*What needs to be done*: Starting at the line that contains "Query: road", restate each line word for word through the final line of the data, keeping both ends.

*Study material*:
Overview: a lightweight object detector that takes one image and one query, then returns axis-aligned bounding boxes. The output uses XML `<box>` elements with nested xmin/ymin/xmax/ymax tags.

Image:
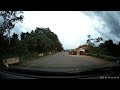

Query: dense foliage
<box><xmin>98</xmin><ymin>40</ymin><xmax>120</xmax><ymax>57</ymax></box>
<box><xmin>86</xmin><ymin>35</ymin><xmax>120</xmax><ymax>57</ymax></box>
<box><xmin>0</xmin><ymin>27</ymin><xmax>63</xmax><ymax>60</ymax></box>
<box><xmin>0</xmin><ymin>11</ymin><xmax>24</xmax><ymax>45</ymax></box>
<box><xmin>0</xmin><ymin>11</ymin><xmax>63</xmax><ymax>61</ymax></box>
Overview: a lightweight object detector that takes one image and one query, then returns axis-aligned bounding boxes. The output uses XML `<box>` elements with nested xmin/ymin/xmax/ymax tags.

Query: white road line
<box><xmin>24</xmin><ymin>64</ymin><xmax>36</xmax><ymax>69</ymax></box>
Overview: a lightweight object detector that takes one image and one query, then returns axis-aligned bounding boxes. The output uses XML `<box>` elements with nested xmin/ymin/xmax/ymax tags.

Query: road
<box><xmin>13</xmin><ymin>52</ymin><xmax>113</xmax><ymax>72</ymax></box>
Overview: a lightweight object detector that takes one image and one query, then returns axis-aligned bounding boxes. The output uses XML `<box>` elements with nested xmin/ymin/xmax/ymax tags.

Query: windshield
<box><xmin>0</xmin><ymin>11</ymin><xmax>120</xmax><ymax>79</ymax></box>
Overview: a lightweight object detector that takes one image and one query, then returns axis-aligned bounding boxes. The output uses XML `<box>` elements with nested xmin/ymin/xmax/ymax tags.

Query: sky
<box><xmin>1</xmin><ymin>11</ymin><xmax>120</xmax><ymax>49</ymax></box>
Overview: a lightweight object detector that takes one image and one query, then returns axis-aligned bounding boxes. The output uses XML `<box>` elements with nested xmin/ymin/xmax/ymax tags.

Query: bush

*Exercise response*:
Query: road
<box><xmin>13</xmin><ymin>52</ymin><xmax>113</xmax><ymax>72</ymax></box>
Overview: a lightweight object detector that takes one image and one query, then returns axis-aligned bounding boxes. The output uses XML `<box>` elements with nested xmin/ymin/xmax/ymax tags.

Query: windshield
<box><xmin>0</xmin><ymin>11</ymin><xmax>120</xmax><ymax>79</ymax></box>
Overview: a lightweight object detector that takes one image and one query, then returns axis-aligned bounding boxes. The output uses XML `<box>` elements with nested xmin/ymin/xmax/ymax tags.

Query: sky
<box><xmin>1</xmin><ymin>11</ymin><xmax>120</xmax><ymax>49</ymax></box>
Overview: a lightweight object detector that takes one image and one query, then returns axis-aligned bounding boxes. The output uses XML `<box>` elements with nested xmin/ymin/xmax/ymax tags.

Query: bush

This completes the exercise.